◆ Exercise goal
The entries below should be transcribed exactly, every one of them.

◆ Provided information
——————

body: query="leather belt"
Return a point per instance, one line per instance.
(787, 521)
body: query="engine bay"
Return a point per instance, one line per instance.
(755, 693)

——————

◆ Response to the task
body: query="leather belt"
Return a point per instance, one line per instance.
(787, 521)
body: query="engine bay"
Return a point per instance, one line per instance.
(755, 693)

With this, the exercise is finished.